## To be done
**1.** Decide whether each statement below agrees with the blog post about walking in Wales, answering yes or no and quoting the deciding words from the post.
(a) The ferry from Dublin arrived later than scheduled.
(b) Denise's house has been painted by many different artists.
(c) Both wedding celebrations took place in Wales.
**2.** Answer these questions from the blog post about walking in Wales.
(a) At what time did the ferry arrive?
(b) What is the name of the cottage?
(c) Where and when did the writers first meet Denise and Gino?
**3.** Continue the blog post about walking in Wales from its final sentence.

## Quoted passage
Saturday, July 31, 2010

Walking in Wales

By Claire
Our ferry from Dublin arrived right on time, after the smoothest of trips, at 4:30 pm. We were visiting Denise and Gino, who we met way back in Sicily last November. As we pulled out of the ferry terminal, there was Gino, standing by the side of the road waiting for us. He was such a welcome sight and looked so good! He directed us to a parking lot where excited hugging commenced; then we segregated by gender and I rode to their house with Denise and Gino went with Chuck. They live on The Mountain, in Holyhead, Anglesey, Wales, up a very narrow road. Gino guided Homer, with assistance from Chuck, into a parking space with only inches to spare.

We chatted for awhile, drank wine and tea, then followed them out the door for a lovely walk down the mountain toward the port. The view from their historic cottage, Snowdon View, is spectacular.

Many different artists have painted Denise's house. I took a photo of a one artist's work.

Our walk took us to a nearby park. The sun was out (a welcome change!) and it was warm--what a great way to start a visit.

When we first met them, they had only known each other for about five months and had been traveling together in his small camper for three. Clearly, they are made for each other; they decided to get married in April. In fact, they had two celebrations--one in Wales, and another two months later, in Italy. The second celebration took place at a campground Gino has frequented for years; they dressed for the party inside their new, larger camper. We were so glad to see them and to see them so happy!

Collected data entries:
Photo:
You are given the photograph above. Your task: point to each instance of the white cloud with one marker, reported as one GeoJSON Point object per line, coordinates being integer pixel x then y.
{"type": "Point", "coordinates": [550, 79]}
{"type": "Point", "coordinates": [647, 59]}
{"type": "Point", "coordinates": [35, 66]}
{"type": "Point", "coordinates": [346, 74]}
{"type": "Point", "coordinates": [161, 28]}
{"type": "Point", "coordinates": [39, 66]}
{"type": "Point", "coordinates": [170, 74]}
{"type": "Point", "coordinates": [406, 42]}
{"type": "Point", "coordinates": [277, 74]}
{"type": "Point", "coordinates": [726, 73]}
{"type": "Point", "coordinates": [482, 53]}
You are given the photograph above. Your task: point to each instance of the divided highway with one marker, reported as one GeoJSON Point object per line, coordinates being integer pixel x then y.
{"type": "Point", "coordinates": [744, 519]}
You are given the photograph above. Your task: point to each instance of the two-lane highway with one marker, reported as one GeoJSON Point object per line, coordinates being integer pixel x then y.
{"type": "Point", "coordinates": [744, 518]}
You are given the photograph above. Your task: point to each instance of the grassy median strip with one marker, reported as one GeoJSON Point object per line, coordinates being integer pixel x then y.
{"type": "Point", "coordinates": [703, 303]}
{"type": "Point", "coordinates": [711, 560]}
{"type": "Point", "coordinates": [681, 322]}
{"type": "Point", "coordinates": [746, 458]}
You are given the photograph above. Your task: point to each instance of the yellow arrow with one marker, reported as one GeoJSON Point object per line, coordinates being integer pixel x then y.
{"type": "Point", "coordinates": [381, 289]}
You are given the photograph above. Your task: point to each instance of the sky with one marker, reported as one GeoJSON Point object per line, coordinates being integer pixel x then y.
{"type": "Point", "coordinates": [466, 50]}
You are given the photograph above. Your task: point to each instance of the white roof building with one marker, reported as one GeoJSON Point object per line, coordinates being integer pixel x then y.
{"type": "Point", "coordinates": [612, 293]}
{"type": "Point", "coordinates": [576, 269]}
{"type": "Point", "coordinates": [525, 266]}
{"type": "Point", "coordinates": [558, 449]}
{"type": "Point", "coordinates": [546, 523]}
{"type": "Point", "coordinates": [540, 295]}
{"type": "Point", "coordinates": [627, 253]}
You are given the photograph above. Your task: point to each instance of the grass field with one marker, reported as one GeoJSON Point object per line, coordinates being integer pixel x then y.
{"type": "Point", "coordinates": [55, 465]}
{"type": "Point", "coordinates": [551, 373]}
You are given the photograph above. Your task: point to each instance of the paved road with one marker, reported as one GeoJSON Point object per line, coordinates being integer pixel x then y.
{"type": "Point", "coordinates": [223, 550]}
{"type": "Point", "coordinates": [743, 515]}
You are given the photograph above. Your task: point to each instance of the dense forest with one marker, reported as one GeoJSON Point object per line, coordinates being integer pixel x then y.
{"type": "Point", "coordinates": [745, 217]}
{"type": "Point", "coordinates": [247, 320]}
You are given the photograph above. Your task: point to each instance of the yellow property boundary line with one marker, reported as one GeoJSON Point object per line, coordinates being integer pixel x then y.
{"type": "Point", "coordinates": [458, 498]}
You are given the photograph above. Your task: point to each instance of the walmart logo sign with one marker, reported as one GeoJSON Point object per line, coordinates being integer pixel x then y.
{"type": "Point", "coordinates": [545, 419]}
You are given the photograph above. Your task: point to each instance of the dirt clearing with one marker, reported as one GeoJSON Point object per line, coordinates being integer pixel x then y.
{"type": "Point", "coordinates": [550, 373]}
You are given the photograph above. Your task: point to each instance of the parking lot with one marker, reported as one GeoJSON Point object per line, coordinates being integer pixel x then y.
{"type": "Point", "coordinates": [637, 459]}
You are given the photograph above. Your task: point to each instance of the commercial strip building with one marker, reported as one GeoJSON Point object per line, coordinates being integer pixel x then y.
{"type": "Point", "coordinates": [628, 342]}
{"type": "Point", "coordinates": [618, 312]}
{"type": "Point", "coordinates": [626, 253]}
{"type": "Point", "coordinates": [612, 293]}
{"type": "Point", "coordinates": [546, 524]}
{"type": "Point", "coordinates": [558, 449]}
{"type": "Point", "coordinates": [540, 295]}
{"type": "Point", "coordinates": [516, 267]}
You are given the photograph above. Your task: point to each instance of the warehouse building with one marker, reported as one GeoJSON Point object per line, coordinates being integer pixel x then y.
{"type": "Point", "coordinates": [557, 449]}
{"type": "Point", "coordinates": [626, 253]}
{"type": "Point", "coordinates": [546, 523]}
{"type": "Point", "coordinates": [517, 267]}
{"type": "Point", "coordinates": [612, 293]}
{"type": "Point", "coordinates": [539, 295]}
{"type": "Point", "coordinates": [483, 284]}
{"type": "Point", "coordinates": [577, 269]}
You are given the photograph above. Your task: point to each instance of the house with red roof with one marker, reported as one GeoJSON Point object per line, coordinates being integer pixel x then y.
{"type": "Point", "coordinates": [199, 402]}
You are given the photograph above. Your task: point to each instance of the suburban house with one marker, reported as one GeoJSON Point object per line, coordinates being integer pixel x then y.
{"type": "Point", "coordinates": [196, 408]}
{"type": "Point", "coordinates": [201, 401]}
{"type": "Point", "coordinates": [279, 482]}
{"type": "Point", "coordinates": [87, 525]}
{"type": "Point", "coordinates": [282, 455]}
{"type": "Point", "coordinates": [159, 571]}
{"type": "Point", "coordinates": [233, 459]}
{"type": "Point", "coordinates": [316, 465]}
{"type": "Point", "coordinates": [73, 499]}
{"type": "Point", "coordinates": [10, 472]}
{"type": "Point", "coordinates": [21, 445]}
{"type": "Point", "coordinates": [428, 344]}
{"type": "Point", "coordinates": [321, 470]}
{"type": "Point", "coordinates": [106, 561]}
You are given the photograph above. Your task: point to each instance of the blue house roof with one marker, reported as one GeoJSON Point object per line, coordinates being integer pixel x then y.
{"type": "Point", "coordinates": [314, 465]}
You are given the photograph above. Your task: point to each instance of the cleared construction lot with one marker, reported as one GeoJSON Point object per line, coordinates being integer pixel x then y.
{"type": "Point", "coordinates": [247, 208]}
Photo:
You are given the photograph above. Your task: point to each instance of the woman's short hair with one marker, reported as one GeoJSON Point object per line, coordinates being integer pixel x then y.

---

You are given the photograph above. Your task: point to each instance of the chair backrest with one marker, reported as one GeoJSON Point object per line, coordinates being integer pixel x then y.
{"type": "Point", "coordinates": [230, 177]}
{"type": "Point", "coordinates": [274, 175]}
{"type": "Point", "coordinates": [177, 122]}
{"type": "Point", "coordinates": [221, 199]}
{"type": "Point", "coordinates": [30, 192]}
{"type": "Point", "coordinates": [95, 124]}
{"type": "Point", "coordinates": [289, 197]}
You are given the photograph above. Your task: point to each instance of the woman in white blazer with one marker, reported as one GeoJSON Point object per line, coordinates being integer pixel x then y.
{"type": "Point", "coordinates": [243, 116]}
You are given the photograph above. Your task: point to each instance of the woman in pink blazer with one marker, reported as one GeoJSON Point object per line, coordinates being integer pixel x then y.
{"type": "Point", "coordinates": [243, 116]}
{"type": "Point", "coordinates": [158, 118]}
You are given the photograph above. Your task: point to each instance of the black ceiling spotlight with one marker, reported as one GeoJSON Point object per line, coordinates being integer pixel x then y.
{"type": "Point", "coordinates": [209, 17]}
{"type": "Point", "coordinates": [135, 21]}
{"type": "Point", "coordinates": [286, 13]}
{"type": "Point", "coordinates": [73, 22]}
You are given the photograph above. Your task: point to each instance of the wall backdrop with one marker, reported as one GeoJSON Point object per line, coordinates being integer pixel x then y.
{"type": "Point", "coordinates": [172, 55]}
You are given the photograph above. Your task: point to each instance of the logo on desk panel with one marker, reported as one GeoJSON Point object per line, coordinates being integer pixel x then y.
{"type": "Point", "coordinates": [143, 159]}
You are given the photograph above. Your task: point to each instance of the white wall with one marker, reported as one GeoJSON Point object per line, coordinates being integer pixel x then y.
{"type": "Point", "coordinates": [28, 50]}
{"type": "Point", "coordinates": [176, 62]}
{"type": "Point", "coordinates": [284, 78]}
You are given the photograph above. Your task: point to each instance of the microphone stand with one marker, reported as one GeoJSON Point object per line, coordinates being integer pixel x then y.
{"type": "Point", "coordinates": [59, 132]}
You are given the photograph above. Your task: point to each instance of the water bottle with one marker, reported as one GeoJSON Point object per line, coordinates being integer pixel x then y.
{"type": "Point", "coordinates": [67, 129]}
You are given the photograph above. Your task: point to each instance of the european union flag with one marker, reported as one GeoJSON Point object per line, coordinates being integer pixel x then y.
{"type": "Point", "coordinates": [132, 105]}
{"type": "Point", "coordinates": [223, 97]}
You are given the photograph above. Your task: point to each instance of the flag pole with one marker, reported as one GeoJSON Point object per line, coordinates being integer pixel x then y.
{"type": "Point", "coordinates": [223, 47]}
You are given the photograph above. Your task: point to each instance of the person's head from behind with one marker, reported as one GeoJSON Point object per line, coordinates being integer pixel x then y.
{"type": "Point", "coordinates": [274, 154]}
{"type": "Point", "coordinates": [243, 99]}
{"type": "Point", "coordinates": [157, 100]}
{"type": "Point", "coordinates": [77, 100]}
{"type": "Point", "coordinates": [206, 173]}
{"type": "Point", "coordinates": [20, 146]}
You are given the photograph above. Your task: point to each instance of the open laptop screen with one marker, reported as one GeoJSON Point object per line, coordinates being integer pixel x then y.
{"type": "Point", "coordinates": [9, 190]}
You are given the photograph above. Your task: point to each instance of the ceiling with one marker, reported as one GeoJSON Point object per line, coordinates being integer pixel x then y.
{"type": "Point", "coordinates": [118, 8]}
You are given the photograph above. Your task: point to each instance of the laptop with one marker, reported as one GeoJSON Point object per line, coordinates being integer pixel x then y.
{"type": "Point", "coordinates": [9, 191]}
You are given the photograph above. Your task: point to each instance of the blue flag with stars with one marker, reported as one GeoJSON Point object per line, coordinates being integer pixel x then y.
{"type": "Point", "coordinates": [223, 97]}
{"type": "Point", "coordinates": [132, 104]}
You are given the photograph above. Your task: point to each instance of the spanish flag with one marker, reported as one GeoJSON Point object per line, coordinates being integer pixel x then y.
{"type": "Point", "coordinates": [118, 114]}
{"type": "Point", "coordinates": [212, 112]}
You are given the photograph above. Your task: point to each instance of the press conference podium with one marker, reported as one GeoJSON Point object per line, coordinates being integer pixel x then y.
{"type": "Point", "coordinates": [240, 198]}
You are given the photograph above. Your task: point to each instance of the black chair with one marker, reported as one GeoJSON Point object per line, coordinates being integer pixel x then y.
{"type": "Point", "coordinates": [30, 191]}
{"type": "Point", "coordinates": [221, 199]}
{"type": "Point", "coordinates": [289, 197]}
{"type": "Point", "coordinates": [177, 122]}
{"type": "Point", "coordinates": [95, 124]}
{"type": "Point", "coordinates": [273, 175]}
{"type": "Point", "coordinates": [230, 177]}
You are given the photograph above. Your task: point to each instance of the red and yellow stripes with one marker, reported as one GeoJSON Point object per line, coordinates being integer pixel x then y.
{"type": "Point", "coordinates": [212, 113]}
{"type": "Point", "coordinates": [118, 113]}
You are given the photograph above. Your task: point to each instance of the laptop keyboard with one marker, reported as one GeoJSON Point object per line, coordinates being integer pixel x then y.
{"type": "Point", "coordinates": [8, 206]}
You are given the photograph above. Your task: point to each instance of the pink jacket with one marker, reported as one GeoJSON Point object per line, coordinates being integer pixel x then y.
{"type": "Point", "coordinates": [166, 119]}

## The answers
**1.**
(a) No: "Our ferry from Dublin arrived right on time"
(b) Yes: "Many different artists have painted Denise's house."
(c) No: "one in Wales, and another two months later, in Italy"

**2.**
(a) 4:30 pm
(b) Snowdon View
(c) In Sicily, last November

**3.**
Gino, a gourmet Italian, loves to cook; he prepared an incredible dinner while Denise showed us around the cottage, which was a former miner’s cottage from 1860. It is a listed house for historic preservation. We started with pasta carbonara—I am so annoyed with myself for not taking a picture. It was delicious and I plan to try it at home. Our second course was aubergine (worldspeak for eggplant) with tomatoes, garlic and mozzarella cheese.

For dessert, Denise served strawberries with lemon juice, sugar and vanilla ice cream. We were stuffed! We got partially caught up during the meal and made plans for a hike the next day.

They are lucky enough to live in a gorgeous area, on the Gulf Stream, with hiking trails all around them. We drove a short way to the start of a coastal walk, taking Lucy, Denise’s loyal dog.

They even have their very own passage grave in the area.

One of several sandy beaches

It was cloudy and breezy, but a perfect day for hiking. We passed through several kissing gates along the way, and a ladder for climbing over the rock wall bordering the military reservation.

I was very excited by the Oystercatchers. Gino assisted with getting one of them in flight for this picture by clapping his hands; when it wouldn't budge, he threw a stone against the rocks and it soared away.

Remember those resting cows in Ireland? They have them in Wales, too. According to Gino, this means it’s going to rain. So what’s up with the sun shining now?

This is how the cow gets back up—a lot like a camel unfolding.

We stopped for cones at the ice cream van on the beach. Lucy greatly enjoyed the last bit of all of our cones.

Home again, Denise made the best lamb I have ever tasted, with perfectly cooked carrots and potatoes. Did I mention that this visit was about food and walking?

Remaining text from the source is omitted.